Written request 1 ▸
Please copy the patent text on database search word for word, starting at "DESCRIPTION OF EXAMPLE" and ending at "set forth herein.".
Written request 2 ▸
Write the next part of the patent text on database search, picking up right after its final sentence.

++++ Given passage

BRIEF DESCRIPTION OF THE DRAWINGS
[0023] Example embodiments of the present invention will become
more apparent by describing in detail example embodiments of the
present invention with reference to the accompanying drawings, in
which:
[0024] FIGS. 1 and 2 are conceptual diagrams for explaining a
method of performing a database search using relevance feedback
according to an example embodiment of the present invention;
[0025] FIGS. 3 and 4 are flowcharts of a method of performing a
database search using relevance feedback according to an example
embodiment of the present invention;
[0026] FIG. 5 illustrates tables used in the method of performing a
database search using relevance feedback according to an example
embodiment of the present invention;
[0027] FIG. 6 is a graph showing an efficiency experiment result in
a training process of a method of performing a database search
using relevance feedback according to an example embodiment of the
present invention;
[0028] FIG. 7 is a graph showing an efficiency experiment result in
a prediction process of a method of performing a database search
using relevance feedback according to an example embodiment of the
present invention; and
[0029] FIG. 8 is a graph showing an accuracy experiment result of a
method of performing a database search using relevance feedback
according to an example embodiment of the present invention.
DESCRIPTION OF EXAMPLE EMBODIMENTS
[0030] Example embodiments of the present invention are disclosed
herein. However, specific structural and functional details
disclosed herein are merely representative for purposes of
describing example embodiments of the present invention, however,
example embodiments of the present invention may be embodied in
many alternate forms and should not be construed as limited to
example embodiments of the present invention set forth herein.

++++++++
++++ Excerpted data

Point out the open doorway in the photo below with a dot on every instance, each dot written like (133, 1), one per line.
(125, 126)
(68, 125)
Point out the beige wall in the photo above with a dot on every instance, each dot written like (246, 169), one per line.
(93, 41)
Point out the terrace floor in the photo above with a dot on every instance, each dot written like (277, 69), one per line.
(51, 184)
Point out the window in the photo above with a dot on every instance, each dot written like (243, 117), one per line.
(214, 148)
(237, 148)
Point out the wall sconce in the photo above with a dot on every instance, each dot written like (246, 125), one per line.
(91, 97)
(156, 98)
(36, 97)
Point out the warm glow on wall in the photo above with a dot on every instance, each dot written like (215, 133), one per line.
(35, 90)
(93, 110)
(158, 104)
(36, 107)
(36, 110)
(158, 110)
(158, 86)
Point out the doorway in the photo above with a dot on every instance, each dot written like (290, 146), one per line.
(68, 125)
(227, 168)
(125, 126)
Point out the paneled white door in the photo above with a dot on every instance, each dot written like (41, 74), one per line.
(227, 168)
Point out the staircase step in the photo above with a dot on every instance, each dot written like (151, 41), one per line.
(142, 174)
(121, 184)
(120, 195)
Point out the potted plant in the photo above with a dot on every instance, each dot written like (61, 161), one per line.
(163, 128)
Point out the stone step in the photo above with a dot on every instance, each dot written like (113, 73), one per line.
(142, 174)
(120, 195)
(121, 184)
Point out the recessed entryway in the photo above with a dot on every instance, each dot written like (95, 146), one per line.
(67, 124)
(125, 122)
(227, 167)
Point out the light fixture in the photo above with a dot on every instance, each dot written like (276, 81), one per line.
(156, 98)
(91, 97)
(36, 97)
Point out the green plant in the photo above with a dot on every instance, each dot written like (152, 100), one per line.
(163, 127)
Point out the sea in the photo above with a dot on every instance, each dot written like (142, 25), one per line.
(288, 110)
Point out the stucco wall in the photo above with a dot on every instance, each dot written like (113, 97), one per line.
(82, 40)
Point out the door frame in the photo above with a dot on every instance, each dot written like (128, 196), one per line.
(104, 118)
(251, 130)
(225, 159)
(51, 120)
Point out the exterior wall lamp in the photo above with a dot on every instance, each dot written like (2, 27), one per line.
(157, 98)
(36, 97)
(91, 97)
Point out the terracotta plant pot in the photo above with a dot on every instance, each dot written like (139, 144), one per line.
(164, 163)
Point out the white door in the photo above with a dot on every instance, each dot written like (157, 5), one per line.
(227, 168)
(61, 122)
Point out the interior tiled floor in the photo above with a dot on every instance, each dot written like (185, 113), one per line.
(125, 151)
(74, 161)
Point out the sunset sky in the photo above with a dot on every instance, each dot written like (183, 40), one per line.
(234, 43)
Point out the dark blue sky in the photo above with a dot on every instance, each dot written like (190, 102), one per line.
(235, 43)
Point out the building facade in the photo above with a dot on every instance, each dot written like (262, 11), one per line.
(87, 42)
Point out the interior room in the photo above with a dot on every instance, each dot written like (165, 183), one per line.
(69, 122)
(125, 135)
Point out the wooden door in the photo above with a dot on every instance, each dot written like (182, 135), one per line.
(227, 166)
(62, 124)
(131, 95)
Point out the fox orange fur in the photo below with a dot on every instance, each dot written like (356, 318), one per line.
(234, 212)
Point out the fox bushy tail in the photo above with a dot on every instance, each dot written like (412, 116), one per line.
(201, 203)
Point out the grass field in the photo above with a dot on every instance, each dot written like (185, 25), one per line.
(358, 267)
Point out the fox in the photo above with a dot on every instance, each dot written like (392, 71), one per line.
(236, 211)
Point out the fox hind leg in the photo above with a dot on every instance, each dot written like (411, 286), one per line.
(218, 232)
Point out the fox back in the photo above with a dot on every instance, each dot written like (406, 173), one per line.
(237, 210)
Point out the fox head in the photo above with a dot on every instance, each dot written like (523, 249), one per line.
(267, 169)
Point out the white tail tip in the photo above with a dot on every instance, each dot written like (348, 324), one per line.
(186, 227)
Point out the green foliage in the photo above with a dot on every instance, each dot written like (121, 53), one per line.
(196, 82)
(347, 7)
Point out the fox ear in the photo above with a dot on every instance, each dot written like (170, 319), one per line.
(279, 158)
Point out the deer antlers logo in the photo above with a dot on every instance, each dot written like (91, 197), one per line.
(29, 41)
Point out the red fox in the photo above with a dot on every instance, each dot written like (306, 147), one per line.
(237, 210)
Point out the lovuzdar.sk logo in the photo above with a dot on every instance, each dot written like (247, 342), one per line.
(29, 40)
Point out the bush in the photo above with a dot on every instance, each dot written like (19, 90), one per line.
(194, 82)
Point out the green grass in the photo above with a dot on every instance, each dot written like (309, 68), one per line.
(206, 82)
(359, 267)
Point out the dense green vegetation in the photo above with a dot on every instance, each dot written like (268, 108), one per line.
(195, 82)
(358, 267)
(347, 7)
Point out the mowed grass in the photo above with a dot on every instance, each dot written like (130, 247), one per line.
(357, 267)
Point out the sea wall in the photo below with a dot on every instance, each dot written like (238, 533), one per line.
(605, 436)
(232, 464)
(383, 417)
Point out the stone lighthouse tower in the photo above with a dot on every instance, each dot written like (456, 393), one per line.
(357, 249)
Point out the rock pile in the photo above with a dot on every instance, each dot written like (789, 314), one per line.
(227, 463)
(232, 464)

++++++++

Final answer 1 ▸
DESCRIPTION OF EXAMPLE EMBODIMENTS
[0030] Example embodiments of the present invention are disclosed
herein. However, specific structural and functional details
disclosed herein are merely representative for purposes of
describing example embodiments of the present invention, however,
example embodiments of the present invention may be embodied in
many alternate forms and should not be construed as limited to
example embodiments of the present invention set forth herein.

Final answer 2 ▸
[0031] Accordingly, while the invention is susceptible to various
modifications and alternative forms, specific embodiments thereof
are shown by way of example in the drawings and will herein be
described in detail. It should be understood, however, that there
is no intent to limit the invention to the particular forms
disclosed, but on the contrary, the invention is to cover all
modifications, equivalents, and alternatives falling within the
spirit and scope of the invention. Like numbers refer to like
elements throughout the description of the figures.
[0032] It will be understood that, although the terms first,
second, etc. may be used herein to describe various elements, these
elements should not be limited by these terms. These terms are only
used to distinguish one element from another. For example, a first
element could be termed a second element, and, similarly, a second
element could be termed a first element, without departing from the
scope of example embodiments. As used herein, the term "and/or"
includes any and all combinations of one or more of the associated
listed items.
[0033] The terminology used herein is for the purpose of describing
particular embodiments only and is not intended to be limiting of
example embodiments. As used herein, the singular forms "a," "an"
and "the" are intended to include the plural forms as well, unless
the context clearly indicates otherwise. It will be further
understood that the terms "comprises," "comprising," "includes"
and/or "including," when used herein, specify the presence of
stated features, integers, steps, operations, elements and/or
components, but do not preclude the presence or addition of one or
more other features, integers, steps, operations, elements,
components and/or groups thereof.
[0034] Unless otherwise defined, all terms (including technical and
scientific terms) used herein have the same meaning as commonly
understood by one of ordinary skill in the art to which this
invention belongs. It will be further understood that terms, such
as those defined in commonly used dictionaries, should be
interpreted as having a meaning that is consistent with their
meaning in the context of the relevant art and will not be
interpreted in an idealized or overly formal sense unless expressly
so defined herein.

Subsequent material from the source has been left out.